MATERIAL FOR THIS EXERCISE
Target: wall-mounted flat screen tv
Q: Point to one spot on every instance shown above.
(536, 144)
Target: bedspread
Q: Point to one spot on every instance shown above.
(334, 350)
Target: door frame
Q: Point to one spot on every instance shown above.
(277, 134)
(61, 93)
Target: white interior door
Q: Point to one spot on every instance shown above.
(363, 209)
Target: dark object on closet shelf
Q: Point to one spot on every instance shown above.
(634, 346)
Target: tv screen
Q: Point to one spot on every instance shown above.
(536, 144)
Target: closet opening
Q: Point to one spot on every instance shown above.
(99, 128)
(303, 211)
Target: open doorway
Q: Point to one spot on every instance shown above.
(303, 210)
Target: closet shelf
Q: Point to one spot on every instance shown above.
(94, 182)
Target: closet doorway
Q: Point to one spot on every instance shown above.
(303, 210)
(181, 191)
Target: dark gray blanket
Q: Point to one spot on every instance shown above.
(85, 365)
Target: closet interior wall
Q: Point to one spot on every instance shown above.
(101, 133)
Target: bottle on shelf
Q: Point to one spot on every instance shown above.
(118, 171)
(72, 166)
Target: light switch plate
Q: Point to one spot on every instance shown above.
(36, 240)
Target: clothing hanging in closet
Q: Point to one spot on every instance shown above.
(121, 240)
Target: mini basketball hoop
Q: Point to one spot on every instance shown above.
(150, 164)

==

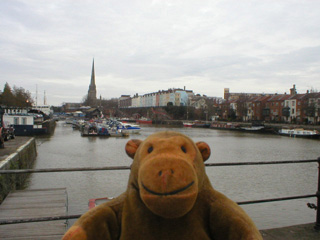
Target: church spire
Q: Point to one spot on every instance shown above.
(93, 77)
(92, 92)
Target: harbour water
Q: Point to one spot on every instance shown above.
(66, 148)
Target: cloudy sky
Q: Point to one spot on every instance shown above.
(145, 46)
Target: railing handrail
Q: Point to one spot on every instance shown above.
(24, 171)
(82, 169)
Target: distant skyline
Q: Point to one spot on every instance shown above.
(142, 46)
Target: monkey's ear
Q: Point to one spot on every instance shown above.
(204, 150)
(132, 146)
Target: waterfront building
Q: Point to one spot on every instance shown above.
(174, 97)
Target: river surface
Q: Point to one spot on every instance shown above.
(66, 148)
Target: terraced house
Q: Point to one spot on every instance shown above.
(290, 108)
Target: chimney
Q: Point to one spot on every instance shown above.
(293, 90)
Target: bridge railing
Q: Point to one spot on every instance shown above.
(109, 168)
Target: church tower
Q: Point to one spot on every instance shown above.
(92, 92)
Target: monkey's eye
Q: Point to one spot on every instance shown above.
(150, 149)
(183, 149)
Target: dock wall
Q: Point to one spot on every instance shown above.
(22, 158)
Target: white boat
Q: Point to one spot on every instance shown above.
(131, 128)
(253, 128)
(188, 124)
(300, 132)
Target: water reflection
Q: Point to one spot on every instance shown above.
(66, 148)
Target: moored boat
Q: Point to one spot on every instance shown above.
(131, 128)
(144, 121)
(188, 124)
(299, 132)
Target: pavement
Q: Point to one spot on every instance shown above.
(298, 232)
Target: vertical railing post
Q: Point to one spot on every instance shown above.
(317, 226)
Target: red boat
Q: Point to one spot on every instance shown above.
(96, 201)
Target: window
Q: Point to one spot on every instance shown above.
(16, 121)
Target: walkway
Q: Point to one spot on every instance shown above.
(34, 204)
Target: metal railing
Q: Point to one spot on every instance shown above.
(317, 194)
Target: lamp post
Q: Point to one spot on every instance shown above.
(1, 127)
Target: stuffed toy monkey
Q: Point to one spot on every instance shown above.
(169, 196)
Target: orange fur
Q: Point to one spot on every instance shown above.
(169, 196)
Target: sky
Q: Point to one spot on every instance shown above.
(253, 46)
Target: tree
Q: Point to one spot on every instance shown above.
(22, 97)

...

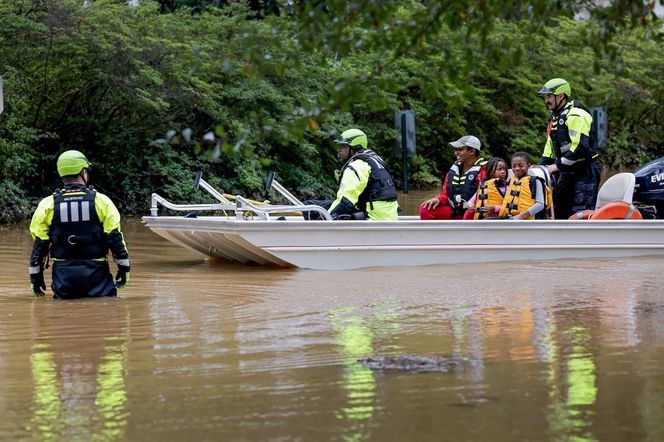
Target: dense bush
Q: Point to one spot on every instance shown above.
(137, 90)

WHAT YOU WILL DO
Would you please copy every line from the listing above that contains the word "dark"?

OUTPUT FOR THIS EXERCISE
Target: dark object on closet shelf
Target: dark gray blanket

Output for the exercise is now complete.